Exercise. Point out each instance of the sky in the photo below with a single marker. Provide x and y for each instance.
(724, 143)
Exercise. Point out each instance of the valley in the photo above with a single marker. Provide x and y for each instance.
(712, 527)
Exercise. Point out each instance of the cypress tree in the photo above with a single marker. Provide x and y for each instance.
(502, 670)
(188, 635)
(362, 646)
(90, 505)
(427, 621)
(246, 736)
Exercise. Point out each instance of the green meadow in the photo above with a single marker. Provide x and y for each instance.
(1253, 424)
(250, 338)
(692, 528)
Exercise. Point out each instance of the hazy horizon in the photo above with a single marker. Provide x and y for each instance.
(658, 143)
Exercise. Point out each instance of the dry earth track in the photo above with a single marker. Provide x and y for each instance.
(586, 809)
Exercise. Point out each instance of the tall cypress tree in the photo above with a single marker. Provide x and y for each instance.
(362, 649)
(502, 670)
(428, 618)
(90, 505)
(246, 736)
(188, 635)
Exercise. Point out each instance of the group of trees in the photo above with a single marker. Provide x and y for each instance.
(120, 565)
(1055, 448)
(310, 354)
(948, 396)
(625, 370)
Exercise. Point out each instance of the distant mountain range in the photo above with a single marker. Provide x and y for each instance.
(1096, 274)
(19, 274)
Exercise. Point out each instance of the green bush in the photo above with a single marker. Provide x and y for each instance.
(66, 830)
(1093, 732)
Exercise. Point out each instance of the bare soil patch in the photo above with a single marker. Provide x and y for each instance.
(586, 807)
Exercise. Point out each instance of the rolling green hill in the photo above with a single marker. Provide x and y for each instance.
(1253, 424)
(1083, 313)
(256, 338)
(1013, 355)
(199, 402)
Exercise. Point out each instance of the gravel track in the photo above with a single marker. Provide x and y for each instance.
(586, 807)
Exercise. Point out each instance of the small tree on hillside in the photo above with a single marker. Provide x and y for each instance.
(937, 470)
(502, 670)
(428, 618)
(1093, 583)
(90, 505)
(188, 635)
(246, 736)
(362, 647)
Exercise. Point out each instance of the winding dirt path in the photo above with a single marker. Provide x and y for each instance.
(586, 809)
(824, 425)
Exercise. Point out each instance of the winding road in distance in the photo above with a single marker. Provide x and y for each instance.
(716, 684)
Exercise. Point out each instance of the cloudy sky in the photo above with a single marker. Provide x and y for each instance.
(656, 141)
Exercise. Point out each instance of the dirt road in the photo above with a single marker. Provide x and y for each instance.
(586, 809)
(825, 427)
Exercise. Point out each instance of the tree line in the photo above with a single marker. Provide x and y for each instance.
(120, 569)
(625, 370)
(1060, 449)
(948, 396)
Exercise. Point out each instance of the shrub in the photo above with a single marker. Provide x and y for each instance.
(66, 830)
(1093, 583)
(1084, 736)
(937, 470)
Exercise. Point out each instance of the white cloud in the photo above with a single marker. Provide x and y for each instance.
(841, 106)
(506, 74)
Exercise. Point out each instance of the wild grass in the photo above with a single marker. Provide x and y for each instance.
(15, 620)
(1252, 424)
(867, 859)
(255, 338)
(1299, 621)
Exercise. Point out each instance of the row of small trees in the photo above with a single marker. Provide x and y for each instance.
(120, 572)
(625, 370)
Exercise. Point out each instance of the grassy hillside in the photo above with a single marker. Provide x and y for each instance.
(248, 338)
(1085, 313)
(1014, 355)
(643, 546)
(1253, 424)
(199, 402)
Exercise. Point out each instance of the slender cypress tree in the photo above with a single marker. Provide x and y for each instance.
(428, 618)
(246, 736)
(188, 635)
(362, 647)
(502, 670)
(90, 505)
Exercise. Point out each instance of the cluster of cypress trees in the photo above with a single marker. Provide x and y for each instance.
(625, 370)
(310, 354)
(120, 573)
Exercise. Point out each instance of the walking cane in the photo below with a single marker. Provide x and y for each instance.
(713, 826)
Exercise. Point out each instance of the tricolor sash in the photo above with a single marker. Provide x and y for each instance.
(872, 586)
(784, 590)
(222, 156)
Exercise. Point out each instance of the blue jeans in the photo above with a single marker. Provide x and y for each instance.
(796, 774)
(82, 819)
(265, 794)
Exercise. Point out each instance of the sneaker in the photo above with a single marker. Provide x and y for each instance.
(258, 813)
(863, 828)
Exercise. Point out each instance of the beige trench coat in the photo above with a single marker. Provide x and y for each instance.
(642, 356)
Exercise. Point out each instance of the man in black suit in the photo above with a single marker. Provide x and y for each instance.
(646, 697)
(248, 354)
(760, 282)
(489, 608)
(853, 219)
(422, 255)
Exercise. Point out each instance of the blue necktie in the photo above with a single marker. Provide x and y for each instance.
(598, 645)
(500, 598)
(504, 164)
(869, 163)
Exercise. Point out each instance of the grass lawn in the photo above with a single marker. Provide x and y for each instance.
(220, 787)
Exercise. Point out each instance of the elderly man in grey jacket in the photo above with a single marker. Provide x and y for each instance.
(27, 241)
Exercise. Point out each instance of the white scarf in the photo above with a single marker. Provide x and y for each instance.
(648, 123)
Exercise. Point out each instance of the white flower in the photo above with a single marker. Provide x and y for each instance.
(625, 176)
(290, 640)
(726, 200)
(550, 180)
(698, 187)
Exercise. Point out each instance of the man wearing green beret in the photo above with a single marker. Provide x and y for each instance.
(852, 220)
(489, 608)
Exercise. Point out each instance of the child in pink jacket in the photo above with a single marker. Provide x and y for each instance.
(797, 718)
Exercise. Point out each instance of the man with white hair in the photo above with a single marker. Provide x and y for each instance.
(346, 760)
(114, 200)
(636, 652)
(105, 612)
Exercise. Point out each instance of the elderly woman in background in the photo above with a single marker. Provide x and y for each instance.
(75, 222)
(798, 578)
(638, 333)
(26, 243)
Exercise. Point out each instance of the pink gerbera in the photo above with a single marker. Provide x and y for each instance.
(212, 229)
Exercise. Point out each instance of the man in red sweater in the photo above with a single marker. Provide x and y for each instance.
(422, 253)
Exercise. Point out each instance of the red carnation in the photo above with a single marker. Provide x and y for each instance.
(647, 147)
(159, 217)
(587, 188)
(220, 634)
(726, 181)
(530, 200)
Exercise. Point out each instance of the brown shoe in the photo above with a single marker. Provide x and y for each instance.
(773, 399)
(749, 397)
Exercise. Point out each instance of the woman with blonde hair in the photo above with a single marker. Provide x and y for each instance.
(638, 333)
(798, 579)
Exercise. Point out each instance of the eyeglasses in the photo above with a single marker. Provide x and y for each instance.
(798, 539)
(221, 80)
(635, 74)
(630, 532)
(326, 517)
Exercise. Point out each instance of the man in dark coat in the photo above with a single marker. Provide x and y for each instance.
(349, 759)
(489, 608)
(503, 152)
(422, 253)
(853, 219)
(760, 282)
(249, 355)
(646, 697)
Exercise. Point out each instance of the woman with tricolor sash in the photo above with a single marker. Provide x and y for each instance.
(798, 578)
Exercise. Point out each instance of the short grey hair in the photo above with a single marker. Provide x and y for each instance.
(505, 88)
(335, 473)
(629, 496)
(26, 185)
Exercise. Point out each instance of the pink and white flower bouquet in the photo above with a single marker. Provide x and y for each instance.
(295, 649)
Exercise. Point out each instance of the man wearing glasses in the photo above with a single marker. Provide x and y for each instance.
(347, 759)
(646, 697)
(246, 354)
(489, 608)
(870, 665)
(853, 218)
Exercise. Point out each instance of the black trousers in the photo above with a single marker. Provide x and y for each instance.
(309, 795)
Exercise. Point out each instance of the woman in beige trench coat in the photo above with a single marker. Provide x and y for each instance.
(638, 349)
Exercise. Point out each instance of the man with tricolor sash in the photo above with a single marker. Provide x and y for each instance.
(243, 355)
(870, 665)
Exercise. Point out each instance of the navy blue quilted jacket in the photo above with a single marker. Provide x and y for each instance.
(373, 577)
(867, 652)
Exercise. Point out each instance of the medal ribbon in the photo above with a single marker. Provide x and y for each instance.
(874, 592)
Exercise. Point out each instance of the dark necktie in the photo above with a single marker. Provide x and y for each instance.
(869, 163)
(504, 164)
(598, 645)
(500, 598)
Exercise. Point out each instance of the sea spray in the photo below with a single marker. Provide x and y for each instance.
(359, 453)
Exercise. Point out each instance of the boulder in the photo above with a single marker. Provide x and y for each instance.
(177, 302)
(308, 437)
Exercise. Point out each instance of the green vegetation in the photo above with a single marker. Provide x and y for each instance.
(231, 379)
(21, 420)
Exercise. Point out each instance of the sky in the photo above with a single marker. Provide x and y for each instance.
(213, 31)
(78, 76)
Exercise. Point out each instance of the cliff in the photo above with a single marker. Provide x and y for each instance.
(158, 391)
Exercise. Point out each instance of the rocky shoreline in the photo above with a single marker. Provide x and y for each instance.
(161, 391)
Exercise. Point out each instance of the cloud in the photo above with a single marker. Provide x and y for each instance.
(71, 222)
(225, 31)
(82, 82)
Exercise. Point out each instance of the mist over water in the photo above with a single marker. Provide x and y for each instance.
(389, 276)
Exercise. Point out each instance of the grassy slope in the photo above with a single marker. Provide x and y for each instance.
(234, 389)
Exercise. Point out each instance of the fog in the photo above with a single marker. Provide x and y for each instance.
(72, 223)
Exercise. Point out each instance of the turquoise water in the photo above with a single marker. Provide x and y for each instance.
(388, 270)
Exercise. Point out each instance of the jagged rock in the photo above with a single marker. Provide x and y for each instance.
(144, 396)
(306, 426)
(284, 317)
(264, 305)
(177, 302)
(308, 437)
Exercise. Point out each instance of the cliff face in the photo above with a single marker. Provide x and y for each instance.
++++++++
Stated goal: Retype exactly the lines from the one containing "Exercise. Point out each instance of the cloud in" through the last line of the records above, including both.

Right answer:
Exercise. Point out each instance of the cloud in the photo above with a single marker. Provide x and y for each instance.
(71, 222)
(225, 31)
(82, 82)
Exercise. Point out each instance of the mist over water in the photo above with a single marker. Provide x and y for each instance.
(389, 276)
Exercise. Point out each instance of the grassy slope in the photo above with a single marker. Provide x and y for each instance.
(234, 389)
Exercise. Point out each instance of the fog in the photo above with a single marker. Provide x and y for each instance.
(72, 223)
Exercise. Point out each instance of the turquoise water in the photo above with a single marker. Provide x and y for each instance.
(388, 270)
Exercise. Point out each instance of the jagged rock in the photo above with a single marker. Provide x and y for each instance.
(144, 396)
(306, 426)
(284, 317)
(264, 305)
(177, 302)
(308, 437)
Exercise. Point out each instance of the cliff face in the photo above with a single marker. Provide x and y for each instance.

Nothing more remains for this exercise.